Echo the lines starting with the one that contains "[point] mushroom (one" and continuing through the end of the records, copying every character and including both the first and the last line.

Position identification records:
— Start —
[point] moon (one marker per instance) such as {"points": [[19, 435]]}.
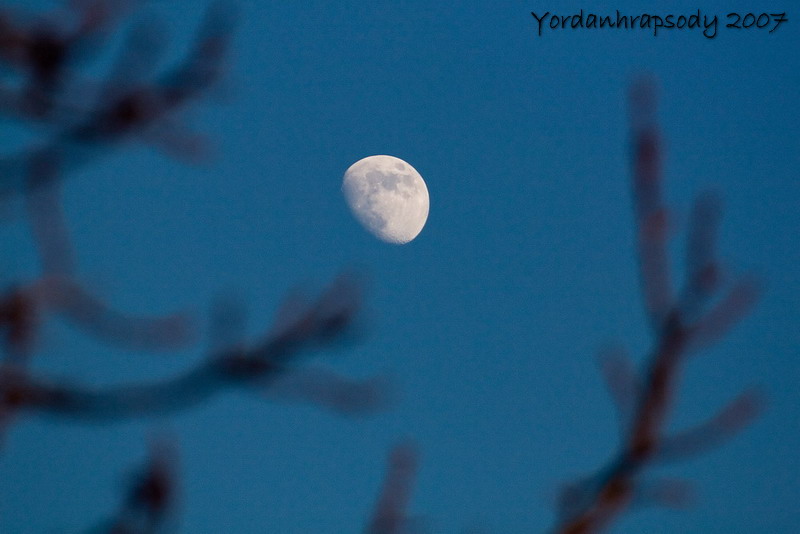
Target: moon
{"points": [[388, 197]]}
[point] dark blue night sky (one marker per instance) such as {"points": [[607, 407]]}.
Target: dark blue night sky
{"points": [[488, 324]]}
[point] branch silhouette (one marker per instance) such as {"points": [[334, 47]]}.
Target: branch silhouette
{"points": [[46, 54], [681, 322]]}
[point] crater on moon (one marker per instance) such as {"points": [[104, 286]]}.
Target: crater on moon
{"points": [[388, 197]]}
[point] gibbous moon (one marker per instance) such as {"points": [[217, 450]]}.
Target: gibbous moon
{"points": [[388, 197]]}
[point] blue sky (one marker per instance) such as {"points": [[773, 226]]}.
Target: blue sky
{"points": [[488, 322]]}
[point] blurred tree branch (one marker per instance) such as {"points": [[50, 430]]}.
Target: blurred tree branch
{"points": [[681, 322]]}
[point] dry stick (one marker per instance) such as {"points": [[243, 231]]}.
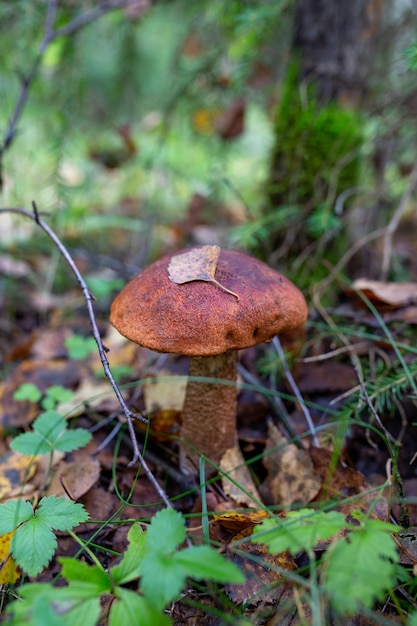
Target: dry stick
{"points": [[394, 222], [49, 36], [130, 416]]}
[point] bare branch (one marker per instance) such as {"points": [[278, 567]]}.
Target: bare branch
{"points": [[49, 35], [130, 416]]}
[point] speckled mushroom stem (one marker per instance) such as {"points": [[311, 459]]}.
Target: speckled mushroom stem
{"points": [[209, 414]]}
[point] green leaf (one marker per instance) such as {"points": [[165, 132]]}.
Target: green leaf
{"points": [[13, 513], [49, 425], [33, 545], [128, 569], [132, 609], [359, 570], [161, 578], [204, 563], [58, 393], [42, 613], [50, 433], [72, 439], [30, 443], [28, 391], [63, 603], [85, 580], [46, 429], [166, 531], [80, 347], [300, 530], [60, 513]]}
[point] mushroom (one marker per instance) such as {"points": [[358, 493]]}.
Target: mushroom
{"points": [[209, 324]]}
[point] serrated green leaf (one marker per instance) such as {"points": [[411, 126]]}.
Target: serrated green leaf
— End —
COMPLETE ANSWER:
[point] mushroom (one marker per instance) such as {"points": [[358, 493]]}.
Target: mushroom
{"points": [[209, 324]]}
[point] serrated green leaf (one marker per instance) such as {"points": [[411, 126]]}.
Target: serrated green leaf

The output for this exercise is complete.